# Written exercise
Write out the listing below without alteration, omitting its pictures.

Point annotations for photos:
++++++++++++++++++++
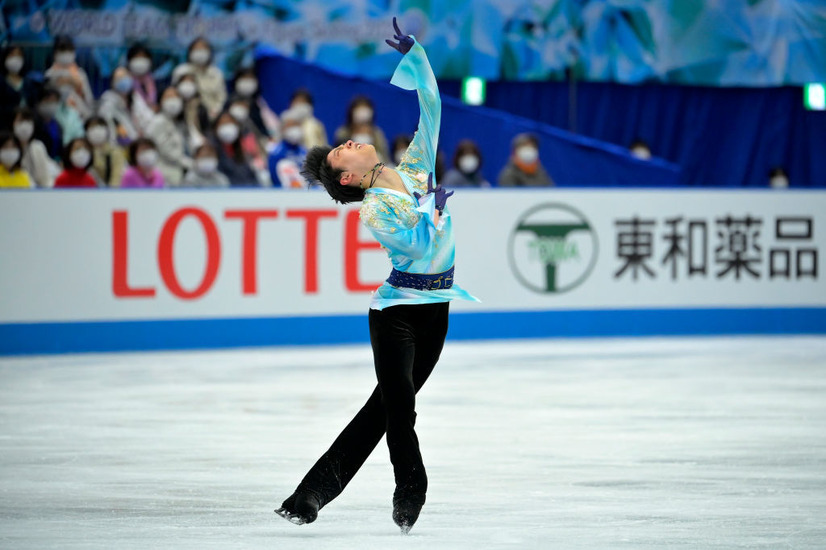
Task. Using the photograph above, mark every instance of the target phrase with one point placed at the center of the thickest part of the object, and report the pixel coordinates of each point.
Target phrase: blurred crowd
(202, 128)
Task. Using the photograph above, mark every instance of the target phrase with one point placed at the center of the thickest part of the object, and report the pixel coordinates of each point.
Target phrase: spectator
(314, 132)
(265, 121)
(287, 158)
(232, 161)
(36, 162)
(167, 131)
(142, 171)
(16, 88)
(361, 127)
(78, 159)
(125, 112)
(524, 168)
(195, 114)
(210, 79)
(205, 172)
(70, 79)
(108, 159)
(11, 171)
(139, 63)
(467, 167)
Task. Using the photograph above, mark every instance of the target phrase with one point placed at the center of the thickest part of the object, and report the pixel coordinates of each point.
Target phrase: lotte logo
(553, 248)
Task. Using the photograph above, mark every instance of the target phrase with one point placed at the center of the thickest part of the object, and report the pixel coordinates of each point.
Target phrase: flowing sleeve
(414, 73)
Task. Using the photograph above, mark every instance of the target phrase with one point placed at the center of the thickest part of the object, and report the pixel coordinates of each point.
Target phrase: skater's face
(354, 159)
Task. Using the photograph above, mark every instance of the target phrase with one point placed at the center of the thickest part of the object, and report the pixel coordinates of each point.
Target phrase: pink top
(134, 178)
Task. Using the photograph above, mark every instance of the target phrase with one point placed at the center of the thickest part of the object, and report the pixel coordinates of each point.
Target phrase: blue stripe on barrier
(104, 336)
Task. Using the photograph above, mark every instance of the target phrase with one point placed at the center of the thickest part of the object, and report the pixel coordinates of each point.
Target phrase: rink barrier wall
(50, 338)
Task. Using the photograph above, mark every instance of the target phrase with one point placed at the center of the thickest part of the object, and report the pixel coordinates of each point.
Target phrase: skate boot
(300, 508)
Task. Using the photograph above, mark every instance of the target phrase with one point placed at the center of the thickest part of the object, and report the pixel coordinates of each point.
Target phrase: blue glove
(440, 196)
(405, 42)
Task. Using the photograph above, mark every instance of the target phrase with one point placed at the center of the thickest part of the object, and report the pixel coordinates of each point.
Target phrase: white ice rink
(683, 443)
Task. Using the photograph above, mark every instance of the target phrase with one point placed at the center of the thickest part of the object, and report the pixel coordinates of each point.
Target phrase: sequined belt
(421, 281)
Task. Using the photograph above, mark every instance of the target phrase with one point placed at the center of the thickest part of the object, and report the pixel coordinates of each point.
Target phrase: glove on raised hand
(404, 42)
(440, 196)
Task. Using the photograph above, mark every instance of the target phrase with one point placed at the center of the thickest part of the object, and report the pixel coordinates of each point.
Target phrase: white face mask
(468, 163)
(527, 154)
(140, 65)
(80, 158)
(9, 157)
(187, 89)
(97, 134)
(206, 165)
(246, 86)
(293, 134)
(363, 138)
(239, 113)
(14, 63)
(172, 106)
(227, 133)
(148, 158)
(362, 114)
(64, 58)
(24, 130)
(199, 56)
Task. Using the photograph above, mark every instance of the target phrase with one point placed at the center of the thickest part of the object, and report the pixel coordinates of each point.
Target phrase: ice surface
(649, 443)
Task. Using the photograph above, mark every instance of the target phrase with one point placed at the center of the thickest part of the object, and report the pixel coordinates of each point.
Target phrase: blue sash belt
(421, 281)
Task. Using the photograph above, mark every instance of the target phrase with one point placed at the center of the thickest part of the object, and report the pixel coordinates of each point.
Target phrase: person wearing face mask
++++++++++++++++++++
# Expected answer
Task. Using the photograph above, mark every instance of the target phrase with one point placed at the center of the thickest part of the object, and report the pixel coordinates of each point.
Target phrase: blurred crowd
(202, 128)
Task. Using the photograph above, mark every instance of the target phrase with one point placed at the center of the thickest part of the object, and report the pixel coordinates of each point.
Target phrase: spectator
(314, 132)
(265, 121)
(287, 158)
(232, 161)
(36, 162)
(167, 131)
(142, 171)
(16, 88)
(361, 127)
(78, 159)
(125, 112)
(524, 168)
(195, 114)
(210, 79)
(205, 172)
(70, 79)
(108, 159)
(11, 171)
(139, 63)
(467, 167)
Task. Using the photograph above, mark every instance of the target phrase with one point placed at the center of the thickest part of the object, and report the pixel coordinates of each point.
Target phrase: lotte logo
(553, 248)
Task. Using the photograph above, mark every instance of the target phrase with one point placed at the center of the thickest part of the object, and report the pixel coordinates of each point.
Target phrase: flowing sleeve
(414, 73)
Task. Using the photograph above, mark every instance of the target phrase with one point placed at the center of the thickest part of the object, and report the pixel coordinates of each point.
Target phrase: skater's face
(354, 159)
Task. Using the photograph above, mark every instance of the target phrase with one point placed at the center of the thickest part of the object, and report the pixel coordinates of each point.
Target phrase: pink top
(134, 178)
Task. Using the photograph above, mark every instance of the target phrase with one point placed at the center of the thickest part of the object, and report the pixel coordinates of each point.
Target phrase: blue stripe on barrier
(104, 336)
Task. Using the photograph above, mark every instance of the target phrase with one point placed at the center of the thickest part of the object, and report the pixel coordinates of each point.
Target phrase: rink barrier wall
(50, 338)
Task. Using the photograph above, mark every instance of the target phrase with one point placed at the center of the thickest part of the object, and report the pixel coordinates of each point.
Target phrase: skate boot
(300, 508)
Task. Using the photograph above, mark every instance of the target phrase with one point placed at the center of the thickest part of the object, and report the pixel coordinates of each point.
Target phrase: blue glove
(440, 196)
(405, 42)
Task. Using the photograph above, mark every instance of the target phrase with one point placed at the center of the thickest part of the object, and report the pixel coordinates of each point.
Target phrase: white ice rink
(683, 443)
Task. Using the photograph above, mark every instance of the target phrase with one point placed at the center of the thickest part of the object, and report the pixel coordinates of each point.
Target phrase: sequined belt
(421, 281)
Task. Using the photograph above, mark every instance of the target phrase with one point placed at the center of the thickest part of the object, and report the pixel coordinates of each point.
Target phrase: glove on raised hand
(404, 42)
(440, 196)
Task. Using the photograph above, mark every instance of the target phrase with one point placed at the center of the thickest part of the object, and report the pixel coordinates of each point.
Target phrase: white face mask
(468, 163)
(527, 154)
(140, 65)
(80, 158)
(9, 157)
(187, 89)
(97, 134)
(206, 165)
(246, 86)
(293, 134)
(363, 138)
(239, 113)
(14, 63)
(172, 106)
(227, 133)
(148, 158)
(362, 114)
(64, 58)
(24, 130)
(199, 56)
Task. Using the photograph above, mark every instance of the target phrase with one point placed at the center of the thickest part of the object, and report the pixel coordinates of each point.
Target phrase: ice surface
(649, 443)
Task. Using the photograph above, mark every instance of the target phrase with one point placed at the center of the thickest part of the object, and report the pixel coordinates of each point.
Target phrase: blue sash belt
(421, 281)
Task. Using the photograph above, mark every instance of the target phrase with one point placed at the center of the thickest part of the object, and report the pixel coordinates of each point.
Target phrase: person wearing face mask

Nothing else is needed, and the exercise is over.